WHAT IS EXPECTED:
Extract every line of the records below that contains the word "wine". Treat uppercase and lowercase letters as different.

▶

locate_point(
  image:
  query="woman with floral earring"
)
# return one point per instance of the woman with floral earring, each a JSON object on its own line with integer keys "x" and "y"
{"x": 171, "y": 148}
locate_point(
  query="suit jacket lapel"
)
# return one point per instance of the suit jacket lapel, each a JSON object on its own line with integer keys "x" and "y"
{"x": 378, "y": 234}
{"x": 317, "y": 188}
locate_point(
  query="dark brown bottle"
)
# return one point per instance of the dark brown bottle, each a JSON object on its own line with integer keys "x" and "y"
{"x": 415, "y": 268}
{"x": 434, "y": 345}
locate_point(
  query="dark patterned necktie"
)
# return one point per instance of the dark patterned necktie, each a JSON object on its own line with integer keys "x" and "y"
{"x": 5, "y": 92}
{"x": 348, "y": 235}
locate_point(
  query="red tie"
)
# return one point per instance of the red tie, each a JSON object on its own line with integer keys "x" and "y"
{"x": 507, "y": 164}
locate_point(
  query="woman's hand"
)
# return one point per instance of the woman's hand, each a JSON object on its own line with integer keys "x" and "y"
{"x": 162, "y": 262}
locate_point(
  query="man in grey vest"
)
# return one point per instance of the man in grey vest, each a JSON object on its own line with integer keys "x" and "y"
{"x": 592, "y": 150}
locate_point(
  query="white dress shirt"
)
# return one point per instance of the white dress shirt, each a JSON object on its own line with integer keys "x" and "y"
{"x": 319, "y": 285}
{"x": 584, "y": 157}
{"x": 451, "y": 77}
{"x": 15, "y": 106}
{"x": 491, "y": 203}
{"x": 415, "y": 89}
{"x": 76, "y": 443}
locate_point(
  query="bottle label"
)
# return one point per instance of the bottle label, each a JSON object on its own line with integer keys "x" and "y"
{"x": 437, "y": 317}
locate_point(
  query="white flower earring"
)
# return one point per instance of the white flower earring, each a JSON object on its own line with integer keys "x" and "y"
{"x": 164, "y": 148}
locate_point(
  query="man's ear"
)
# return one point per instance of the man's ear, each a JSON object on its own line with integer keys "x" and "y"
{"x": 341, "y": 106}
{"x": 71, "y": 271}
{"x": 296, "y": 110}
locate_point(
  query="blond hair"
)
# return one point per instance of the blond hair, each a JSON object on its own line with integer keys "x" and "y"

◀
▶

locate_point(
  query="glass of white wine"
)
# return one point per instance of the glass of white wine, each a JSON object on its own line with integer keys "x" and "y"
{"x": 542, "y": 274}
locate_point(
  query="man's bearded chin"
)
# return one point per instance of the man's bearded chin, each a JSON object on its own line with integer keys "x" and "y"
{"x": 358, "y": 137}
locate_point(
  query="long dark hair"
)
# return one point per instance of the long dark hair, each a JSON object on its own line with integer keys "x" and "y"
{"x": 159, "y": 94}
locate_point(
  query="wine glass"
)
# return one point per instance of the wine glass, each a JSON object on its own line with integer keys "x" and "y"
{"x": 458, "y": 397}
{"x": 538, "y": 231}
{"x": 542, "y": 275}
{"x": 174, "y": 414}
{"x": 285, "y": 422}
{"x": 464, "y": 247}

◀

RESULT OF THE TASK:
  query="glass of white wine"
# return one point per instance of the glass of white wine, each a JSON object on its own line with integer keys "x" and "y"
  query="wine glass"
# return one point per instance of the wine glass, each a JSON object on its own line with integer keys "x" and "y"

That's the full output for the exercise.